▸ **Exercise requirements**
Repeat the lines from the one containing "Point out the overgrown" through the end of the records, inclusive, swapping "one per line" for "each on its own line" and leaving everything else unchanged.

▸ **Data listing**
━━━━

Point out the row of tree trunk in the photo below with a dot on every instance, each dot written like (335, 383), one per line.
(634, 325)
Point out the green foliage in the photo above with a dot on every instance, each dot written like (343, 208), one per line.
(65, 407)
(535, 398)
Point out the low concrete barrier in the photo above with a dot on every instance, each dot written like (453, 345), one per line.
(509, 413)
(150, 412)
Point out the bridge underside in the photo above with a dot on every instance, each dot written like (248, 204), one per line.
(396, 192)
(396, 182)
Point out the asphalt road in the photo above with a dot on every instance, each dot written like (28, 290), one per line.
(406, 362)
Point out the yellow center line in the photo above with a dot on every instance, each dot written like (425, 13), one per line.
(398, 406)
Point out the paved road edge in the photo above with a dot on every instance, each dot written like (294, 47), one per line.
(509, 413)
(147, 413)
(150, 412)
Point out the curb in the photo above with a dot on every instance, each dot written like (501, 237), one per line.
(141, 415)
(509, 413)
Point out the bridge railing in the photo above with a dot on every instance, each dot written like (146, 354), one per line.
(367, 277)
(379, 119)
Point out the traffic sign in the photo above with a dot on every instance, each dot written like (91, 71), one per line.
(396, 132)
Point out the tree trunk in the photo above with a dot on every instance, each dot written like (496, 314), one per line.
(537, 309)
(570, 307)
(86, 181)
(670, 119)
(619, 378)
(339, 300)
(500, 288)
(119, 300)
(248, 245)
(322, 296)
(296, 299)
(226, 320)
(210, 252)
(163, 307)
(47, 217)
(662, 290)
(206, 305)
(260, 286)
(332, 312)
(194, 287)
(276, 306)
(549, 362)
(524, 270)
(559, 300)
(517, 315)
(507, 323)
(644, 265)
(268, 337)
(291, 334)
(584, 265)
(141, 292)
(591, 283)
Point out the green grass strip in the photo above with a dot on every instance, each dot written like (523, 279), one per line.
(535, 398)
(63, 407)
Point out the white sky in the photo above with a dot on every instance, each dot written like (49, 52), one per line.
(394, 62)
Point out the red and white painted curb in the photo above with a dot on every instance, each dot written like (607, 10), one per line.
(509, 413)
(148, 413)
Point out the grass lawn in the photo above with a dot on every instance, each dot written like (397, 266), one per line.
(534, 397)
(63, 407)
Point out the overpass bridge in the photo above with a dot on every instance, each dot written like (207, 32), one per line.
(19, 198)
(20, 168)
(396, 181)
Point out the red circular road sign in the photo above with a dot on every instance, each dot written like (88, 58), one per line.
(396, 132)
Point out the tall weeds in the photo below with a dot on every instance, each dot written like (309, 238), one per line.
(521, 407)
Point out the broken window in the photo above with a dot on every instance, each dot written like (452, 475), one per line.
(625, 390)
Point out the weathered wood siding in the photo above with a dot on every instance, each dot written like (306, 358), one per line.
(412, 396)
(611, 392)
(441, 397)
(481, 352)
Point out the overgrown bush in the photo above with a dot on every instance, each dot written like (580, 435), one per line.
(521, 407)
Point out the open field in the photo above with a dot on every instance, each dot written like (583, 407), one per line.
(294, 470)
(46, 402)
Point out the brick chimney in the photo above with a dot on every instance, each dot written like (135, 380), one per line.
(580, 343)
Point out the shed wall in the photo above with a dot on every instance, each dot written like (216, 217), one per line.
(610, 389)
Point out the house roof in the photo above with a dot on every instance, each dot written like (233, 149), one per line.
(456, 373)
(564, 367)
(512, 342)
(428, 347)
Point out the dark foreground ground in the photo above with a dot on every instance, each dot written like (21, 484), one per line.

━━━━

▸ **Correct response**
Point out the overgrown bush in the photo above with a dot on every instance, each dot written like (580, 435), each on its own line.
(521, 407)
Point out the open field in the photo above with a dot on every instance, each dot written like (583, 407), each on its own line.
(294, 470)
(46, 402)
Point out the brick chimney in the photo above with a dot on every instance, each dot written like (135, 380), each on its own line.
(580, 343)
Point out the shed wall in the photo above with a dot on every instance, each dot written like (216, 217), each on its own line.
(610, 389)
Point out the house roof in the photo above with a dot on every instance, each dot written like (233, 149), each on its own line.
(456, 373)
(564, 367)
(512, 342)
(428, 347)
Point out the dark foreground ground in the photo above with a dot on every instance, each dot written like (21, 484), each on its own line.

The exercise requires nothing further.